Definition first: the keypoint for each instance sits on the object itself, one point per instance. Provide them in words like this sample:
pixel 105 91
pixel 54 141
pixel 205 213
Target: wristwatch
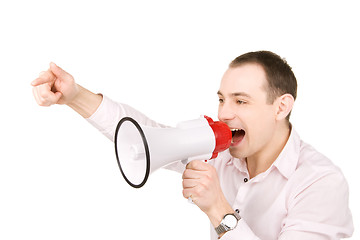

Work task
Exact copy, pictures removed: set down the whole listing above.

Reply
Definition first: the keypoint for each instance sits on the object itself, one point per instance. Provide them in words like this sample:
pixel 105 91
pixel 54 141
pixel 205 213
Target: wristwatch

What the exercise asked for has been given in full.